▶ [Work to do]
1. Answer these questions about the GPS forum post, giving each answer on its own line marked with the same letter.
(a) What kind of antenna does the Platinum have?
(b) Where did the writer get the fourth Platinum?
(c) What size SD card holds the whole Southeast US for the Meridian Color user?
2. Using the GPS forum post, explain why the writer would never want to geocache again without an electronic compass.
3. Summarize the GPS forum post in two sentences.

▶ [Passage]

============================================================

I started with Garmin and then bought a Magellan Platinum....I now have 4 Platinums and from extensive reading and personal use I think its the best unit ever made. Side by side, under heavy tree cover my two Garmins will lose their signal at times( patch antenna)...not so the Platinum ( quad. helix antenna). The Platinum has a large screen, wonderfull operating buttons, SD card capacity, and an electronic compass ( I would never want to geocache again without this....no more walking around in circles like a drunk) These units are tough.....we dropped one so hard on Stone Mtn. GA the case opened and o-ring popped out but no problems. A cacher visited me at my View Carre' cache site and he had backed his car over his Platinum.......the screen was cracked and it had tire marks on it but it worked fine. I can load multiple detailed maps covering approx. 3-states each as well as dozens of cache files. Being a Magellan fan I was wanting to get an Explorist but from what I've read in these forums...no thanks, besides, if I wanted a patch antenna I would buy more Garmins.

The Platinums are NOT color....no problem for me. You can pick them up on EBAY ( thats where I got my fourth) for less than $200 with plenty accessories. As far as firmware, whats already available works great in my unit.

I'm going to paste a posting of mine which may be of some help to new cachers :


On a serious note the following re-print could help new cachers :



I can’t say that mine is better than any other because I have only used 1 other. But my Magellan Meridian Color with Mapsend Software gets the job done. I can carry the whole Southeast US on my 500 mb sd card and have plenty of room for more. That includes dirt and gravel roads. Last summer, I lead a column of cars carrying 19 people across the Florida countryside in the middle of the night for 4 hours, and I did it from the rear of the column via CB radio. Missing signs were not a problem. That’s real-time mapping capability in a practical application. Superior signal stability under harsh conditions, etc, etc. So Watcha, what kind of Magellan are you using? And what did you do to provoke it?


Doggy is right.......again.

Bamette and I each use a Meridian Platinum ( Magellan) with Directroute Software and I have a Platinum for a spare. With the SD card capability you can store maps, lists of caches, etc. ( an immense amount) and you also have an electronic compass, big screen, easy to use buttons, and maintain a lock under heavy canopy for hours. I also have two Garmins but the Platinums are the way to go.

============================================================

▶ [Records supplied]

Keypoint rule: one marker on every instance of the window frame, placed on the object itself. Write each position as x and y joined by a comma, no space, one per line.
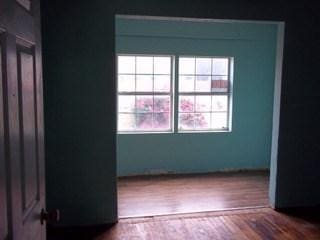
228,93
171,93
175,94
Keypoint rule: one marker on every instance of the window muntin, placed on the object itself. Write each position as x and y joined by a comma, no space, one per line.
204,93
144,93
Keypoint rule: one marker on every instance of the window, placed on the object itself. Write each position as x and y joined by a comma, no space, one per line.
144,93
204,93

============================================================

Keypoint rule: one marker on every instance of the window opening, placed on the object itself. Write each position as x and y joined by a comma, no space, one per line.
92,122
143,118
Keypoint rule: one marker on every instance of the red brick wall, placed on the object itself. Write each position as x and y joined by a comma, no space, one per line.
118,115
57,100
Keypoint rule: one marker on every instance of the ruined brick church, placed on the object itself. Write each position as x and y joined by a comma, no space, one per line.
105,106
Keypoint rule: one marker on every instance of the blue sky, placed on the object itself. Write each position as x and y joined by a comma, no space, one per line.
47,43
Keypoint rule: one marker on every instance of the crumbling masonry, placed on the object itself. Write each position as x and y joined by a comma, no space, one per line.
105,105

============================================================

▶ [Results in order]
1.
(a) A quad helix antenna.
(b) On eBay.
(c) A 500 MB SD card.

2. With an electronic compass, the writer no longer walks around in circles like a drunk.

3. The post praises the Magellan Meridian Platinum over Garmin units because it keeps its signal under heavy tree cover. It also praises the Platinum's large screen, good buttons, SD card capacity, electronic compass and toughness, and it notes that the unit sells on eBay for less than $200.